* _DOCUMENTFRAGMENT_
□ □ □ □

Het omslag van ‘De meisjes van de kapsalon’ ziet er opwindend
uit: een zwartgekleed meisje met haardroger tegen een zwarte achtergrond staat
klaar om tot de aanval over te gaan. Zo’n omslag lijkt een thriller te
bevatten. Dit is deels waar, het boek heeft spannende elementen. Maar de blik
van de kapster duidt op iets anders: arrogantie en strijdvaardigheid.
Najoua Bijjir is een Rotterdamse schrijfster. In haar twee
eerdere boeken, El weswes en Fantasma draaide het vooral om meisjes met een
Marokkaanse achtergrond die geconfronteerd worden met onvermijdelijke keuzes, weliswaar
op een luchtige manier verteld. In de Kapsalon gaat het meer om hebzucht en
status. De meisjes zijn Marokkaans, maar dat is bijzaak.
De plot is overzichtelijk: in kapsalon Lala L’Rosa werken
een stel meiden, die elkaar het licht in de ogen niet gunnen. Het verhaal
begint met de introductie van F’dila. Zij komt als onwetend schaap nieuw in de
zaak werken. Knippen kan zij niet, wel weet zij precies wat zij wil: de
kapsalon overnemen en met de eigenaar Hatim trouwen.

□ □ □ □

* _AANGELEVERDE GEGEVENS_
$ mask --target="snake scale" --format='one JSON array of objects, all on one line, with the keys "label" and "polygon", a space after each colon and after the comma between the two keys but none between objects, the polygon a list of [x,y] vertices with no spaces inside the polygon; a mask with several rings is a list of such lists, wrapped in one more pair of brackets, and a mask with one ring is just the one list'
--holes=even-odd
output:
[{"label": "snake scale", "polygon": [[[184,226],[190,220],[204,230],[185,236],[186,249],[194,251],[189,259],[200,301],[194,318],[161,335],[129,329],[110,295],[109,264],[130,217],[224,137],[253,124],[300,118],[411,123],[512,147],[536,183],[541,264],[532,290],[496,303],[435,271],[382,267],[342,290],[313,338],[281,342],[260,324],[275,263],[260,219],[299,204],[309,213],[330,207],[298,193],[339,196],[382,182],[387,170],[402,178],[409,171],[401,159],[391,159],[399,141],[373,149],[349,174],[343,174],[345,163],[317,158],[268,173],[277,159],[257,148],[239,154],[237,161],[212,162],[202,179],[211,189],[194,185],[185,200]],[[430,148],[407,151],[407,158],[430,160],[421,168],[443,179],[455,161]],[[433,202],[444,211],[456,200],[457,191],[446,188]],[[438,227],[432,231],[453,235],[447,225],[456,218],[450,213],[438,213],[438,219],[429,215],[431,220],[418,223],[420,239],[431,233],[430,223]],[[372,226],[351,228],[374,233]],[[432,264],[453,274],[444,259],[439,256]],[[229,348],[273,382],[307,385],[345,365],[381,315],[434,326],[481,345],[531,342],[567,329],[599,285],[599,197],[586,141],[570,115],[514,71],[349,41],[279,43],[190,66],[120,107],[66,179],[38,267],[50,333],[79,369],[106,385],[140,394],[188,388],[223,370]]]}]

□ □ □ □

* _DE OPDRACHTEN_
1 - Noem alle boektitels die in de boekbespreking genoemd worden.
2 - Typ alsjeblieft een stuk uit de boekbespreking letterlijk over, te beginnen bij de woorden "Het omslag van" en eindigend na "dat is bijzaak.".
3 - Schrijf de boekbespreking verder, aansluitend op de laatste zin.

* _DE ANTWOORDEN_
1 -
- De meisjes van de kapsalon
- El weswes
- Fantasma

2 -
Het omslag van ‘De meisjes van de kapsalon’ ziet er opwindend
uit: een zwartgekleed meisje met haardroger tegen een zwarte achtergrond staat
klaar om tot de aanval over te gaan. Zo’n omslag lijkt een thriller te
bevatten. Dit is deels waar, het boek heeft spannende elementen. Maar de blik
van de kapster duidt op iets anders: arrogantie en strijdvaardigheid.
Najoua Bijjir is een Rotterdamse schrijfster. In haar twee
eerdere boeken, El weswes en Fantasma draaide het vooral om meisjes met een
Marokkaanse achtergrond die geconfronteerd worden met onvermijdelijke keuzes, weliswaar
op een luchtige manier verteld. In de Kapsalon gaat het meer om hebzucht en
status. De meisjes zijn Marokkaans, maar dat is bijzaak.

3 -
Dat Hatim al een vrouw heeft is slechts een kleine
belemmering. Haar droom is met een grote auto en een rijke man haar
geboortedorp binnenrijden en daar op grootste wijze trouwen. Vooral om vrienden
en familie de ogen uit te steken.
De andere meisjes hebben soortgelijke ambities. Dijana
vertelt dat er regelmatig een vrouw de salon komt binnenstormen met het verhaal
dat zij haar man heeft betrapt met haar vriendin. Zij kijkt er niet van op: “je
beste vriendin is je grootste vijand.”
Souad vindt zichzelf enorm sexy. Alle mannen willen haar,
zij wil vooral het geld dat die mannen bezitten. “Ik wil helemaal geen man. Ik
wil dure schoenen en tassen en gezien worden op de P.C.” Maar er zit soms iets
meer achter haar handelen. “Ik wil veel poen en mijn beste vriendinnen en
familie de loef afsteken. Maar vooral de hele samenleving die mij voortdurend
neerzet als minderwaardig.”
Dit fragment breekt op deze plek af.